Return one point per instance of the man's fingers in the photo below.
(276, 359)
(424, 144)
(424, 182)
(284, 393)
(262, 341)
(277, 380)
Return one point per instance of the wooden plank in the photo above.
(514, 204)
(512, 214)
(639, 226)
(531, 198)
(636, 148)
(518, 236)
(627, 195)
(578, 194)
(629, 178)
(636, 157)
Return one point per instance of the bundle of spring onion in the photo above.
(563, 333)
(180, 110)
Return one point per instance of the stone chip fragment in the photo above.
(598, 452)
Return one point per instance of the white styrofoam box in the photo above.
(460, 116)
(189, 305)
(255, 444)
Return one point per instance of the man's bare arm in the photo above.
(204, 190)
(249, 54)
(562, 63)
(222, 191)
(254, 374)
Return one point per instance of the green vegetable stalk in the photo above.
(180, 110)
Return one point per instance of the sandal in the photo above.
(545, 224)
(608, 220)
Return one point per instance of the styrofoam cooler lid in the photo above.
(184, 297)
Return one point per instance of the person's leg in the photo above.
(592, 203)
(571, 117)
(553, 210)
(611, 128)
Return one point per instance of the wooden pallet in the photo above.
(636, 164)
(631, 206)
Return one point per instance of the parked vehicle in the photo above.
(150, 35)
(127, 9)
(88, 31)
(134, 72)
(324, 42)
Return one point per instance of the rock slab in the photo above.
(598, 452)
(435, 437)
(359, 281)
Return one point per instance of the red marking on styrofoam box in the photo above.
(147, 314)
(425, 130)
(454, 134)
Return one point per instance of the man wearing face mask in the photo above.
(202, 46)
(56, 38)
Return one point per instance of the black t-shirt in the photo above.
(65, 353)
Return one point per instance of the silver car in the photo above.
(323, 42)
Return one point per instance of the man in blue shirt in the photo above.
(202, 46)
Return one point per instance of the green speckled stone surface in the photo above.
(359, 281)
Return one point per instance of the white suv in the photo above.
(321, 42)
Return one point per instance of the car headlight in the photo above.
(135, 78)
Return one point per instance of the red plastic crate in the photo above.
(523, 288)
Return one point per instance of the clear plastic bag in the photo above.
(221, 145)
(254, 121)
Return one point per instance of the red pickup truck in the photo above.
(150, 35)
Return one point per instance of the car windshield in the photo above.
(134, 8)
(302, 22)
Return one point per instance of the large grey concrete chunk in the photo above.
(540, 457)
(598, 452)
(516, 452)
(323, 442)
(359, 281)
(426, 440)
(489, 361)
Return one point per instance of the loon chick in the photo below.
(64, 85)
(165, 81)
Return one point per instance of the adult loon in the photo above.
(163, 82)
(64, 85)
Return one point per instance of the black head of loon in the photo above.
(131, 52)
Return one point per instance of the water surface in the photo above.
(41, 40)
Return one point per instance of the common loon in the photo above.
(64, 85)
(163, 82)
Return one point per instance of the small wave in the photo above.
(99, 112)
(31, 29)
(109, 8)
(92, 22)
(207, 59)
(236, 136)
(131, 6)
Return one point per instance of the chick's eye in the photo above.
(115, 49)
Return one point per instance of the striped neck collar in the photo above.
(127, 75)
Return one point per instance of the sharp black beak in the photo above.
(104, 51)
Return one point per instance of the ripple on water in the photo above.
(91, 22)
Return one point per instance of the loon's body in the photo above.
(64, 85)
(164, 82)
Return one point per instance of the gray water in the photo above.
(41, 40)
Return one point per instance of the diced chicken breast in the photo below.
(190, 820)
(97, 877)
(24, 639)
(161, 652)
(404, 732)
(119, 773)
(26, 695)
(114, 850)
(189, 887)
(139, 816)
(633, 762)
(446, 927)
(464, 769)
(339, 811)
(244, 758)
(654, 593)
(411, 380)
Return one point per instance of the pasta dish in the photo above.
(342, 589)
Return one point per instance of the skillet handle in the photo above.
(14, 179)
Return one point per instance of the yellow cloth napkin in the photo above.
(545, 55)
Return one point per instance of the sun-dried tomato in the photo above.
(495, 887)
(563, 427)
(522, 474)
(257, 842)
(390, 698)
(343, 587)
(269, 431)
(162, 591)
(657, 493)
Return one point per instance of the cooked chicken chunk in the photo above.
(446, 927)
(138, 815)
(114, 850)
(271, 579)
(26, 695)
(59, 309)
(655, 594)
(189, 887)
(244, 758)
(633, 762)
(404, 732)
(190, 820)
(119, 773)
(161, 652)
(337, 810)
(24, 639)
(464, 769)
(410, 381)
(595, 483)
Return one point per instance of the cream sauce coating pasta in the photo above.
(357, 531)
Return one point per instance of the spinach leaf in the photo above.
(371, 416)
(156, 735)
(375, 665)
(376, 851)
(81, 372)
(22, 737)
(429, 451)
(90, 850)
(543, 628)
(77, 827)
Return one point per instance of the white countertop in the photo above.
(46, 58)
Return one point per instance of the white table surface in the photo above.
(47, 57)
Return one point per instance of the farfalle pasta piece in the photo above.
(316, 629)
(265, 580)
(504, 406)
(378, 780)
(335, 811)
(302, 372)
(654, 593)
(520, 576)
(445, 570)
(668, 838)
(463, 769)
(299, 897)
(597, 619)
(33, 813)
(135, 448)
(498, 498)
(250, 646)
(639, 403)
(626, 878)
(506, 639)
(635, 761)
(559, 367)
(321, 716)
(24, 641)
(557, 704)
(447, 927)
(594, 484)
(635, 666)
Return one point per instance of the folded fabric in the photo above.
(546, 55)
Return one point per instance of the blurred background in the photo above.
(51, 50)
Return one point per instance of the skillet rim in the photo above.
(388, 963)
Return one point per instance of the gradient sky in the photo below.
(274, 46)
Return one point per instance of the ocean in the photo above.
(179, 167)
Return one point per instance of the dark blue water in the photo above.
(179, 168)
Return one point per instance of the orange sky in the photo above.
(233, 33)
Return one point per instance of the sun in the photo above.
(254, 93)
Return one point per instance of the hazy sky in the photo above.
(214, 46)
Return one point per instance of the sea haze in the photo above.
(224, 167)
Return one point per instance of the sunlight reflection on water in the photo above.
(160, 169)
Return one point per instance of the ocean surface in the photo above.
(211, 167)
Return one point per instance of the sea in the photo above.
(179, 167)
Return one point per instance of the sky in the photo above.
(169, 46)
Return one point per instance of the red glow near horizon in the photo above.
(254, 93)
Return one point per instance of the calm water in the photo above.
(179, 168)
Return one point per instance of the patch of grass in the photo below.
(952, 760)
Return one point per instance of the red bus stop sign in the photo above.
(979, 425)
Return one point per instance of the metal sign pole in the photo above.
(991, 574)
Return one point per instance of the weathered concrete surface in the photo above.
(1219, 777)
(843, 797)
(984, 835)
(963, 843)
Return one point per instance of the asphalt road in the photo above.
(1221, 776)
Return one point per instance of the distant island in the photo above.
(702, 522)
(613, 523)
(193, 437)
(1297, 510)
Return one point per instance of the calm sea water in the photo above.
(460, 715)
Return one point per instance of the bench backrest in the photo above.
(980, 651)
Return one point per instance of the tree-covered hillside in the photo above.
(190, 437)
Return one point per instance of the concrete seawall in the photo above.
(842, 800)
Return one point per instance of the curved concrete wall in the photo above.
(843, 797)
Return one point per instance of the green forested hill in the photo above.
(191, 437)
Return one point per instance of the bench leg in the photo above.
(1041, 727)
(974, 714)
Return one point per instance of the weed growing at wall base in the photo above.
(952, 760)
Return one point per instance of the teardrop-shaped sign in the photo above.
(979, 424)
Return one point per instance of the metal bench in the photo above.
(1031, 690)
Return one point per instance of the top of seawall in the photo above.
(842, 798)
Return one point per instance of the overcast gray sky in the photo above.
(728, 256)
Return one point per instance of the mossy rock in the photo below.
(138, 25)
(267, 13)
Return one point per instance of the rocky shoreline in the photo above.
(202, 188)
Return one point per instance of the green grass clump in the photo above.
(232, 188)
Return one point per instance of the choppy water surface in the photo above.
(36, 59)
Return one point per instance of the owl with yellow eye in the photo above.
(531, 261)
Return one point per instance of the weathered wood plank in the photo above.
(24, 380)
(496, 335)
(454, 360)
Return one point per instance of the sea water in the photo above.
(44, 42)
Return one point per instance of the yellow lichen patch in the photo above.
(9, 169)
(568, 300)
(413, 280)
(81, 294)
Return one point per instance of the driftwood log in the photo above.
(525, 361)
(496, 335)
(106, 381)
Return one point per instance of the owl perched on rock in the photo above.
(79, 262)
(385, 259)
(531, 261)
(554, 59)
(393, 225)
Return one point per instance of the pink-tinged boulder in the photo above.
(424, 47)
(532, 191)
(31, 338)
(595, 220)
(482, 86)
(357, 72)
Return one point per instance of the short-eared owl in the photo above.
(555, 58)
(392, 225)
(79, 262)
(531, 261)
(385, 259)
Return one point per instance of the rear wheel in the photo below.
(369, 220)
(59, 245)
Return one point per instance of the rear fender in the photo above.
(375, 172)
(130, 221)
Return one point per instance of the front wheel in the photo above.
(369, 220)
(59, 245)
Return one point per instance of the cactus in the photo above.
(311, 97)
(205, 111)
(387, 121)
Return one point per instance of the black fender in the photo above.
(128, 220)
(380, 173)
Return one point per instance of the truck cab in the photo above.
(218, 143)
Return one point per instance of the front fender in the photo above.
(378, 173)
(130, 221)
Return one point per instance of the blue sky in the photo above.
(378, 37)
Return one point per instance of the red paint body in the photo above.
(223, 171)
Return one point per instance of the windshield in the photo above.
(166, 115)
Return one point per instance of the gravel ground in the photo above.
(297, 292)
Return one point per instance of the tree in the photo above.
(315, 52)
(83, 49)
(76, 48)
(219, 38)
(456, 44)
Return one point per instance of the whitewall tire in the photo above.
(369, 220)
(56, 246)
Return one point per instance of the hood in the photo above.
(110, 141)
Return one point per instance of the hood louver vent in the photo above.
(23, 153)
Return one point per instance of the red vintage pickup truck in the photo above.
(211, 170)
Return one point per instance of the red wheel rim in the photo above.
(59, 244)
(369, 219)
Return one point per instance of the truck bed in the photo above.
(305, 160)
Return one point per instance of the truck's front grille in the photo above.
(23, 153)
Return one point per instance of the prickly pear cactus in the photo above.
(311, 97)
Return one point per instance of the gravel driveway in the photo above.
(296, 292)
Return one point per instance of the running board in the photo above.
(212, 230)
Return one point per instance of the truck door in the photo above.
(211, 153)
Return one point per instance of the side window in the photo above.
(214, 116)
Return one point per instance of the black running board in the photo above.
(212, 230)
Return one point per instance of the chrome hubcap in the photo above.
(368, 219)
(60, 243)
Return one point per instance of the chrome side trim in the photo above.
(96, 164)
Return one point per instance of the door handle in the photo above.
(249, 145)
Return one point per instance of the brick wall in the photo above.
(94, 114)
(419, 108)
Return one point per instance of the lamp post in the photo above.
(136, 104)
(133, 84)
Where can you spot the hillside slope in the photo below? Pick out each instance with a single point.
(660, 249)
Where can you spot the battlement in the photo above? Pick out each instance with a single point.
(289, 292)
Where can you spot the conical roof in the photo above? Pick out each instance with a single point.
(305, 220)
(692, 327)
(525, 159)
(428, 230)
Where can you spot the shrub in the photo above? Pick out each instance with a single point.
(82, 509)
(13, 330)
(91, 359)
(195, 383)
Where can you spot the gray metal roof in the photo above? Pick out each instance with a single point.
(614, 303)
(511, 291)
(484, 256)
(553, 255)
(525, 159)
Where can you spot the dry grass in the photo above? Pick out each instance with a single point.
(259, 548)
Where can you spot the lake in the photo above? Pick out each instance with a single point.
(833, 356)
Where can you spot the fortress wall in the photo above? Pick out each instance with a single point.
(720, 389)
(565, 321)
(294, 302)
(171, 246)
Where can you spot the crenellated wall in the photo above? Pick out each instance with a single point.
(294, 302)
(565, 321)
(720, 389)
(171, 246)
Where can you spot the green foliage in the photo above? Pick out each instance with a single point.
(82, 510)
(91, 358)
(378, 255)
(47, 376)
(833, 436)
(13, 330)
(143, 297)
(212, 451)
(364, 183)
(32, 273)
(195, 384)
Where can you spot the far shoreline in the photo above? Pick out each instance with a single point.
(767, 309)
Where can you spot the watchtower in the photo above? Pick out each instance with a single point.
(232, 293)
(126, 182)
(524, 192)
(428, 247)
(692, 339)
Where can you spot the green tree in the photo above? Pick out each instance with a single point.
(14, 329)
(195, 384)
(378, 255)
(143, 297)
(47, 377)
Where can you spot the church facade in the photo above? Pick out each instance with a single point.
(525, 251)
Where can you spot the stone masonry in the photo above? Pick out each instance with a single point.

● ● ● ● ●

◆ **Brief**
A word-for-word restatement of the lines running from the one with "Where can you spot the watchtower" to the last line of the records is the whole answer.

◆ **Output of the task**
Where can you spot the watchtower in the photo above? Pick out each instance with a single point.
(232, 293)
(126, 182)
(524, 192)
(428, 247)
(692, 339)
Where can you spot the green tree in the photo above? Pick out each instance with a single point.
(14, 329)
(195, 384)
(378, 255)
(143, 297)
(47, 377)
Where can you spot the church facade in the photo above? Pick out each instance with a single point.
(525, 251)
Where can you spot the stone masonry in the photo above? Pick out each instance with a single point.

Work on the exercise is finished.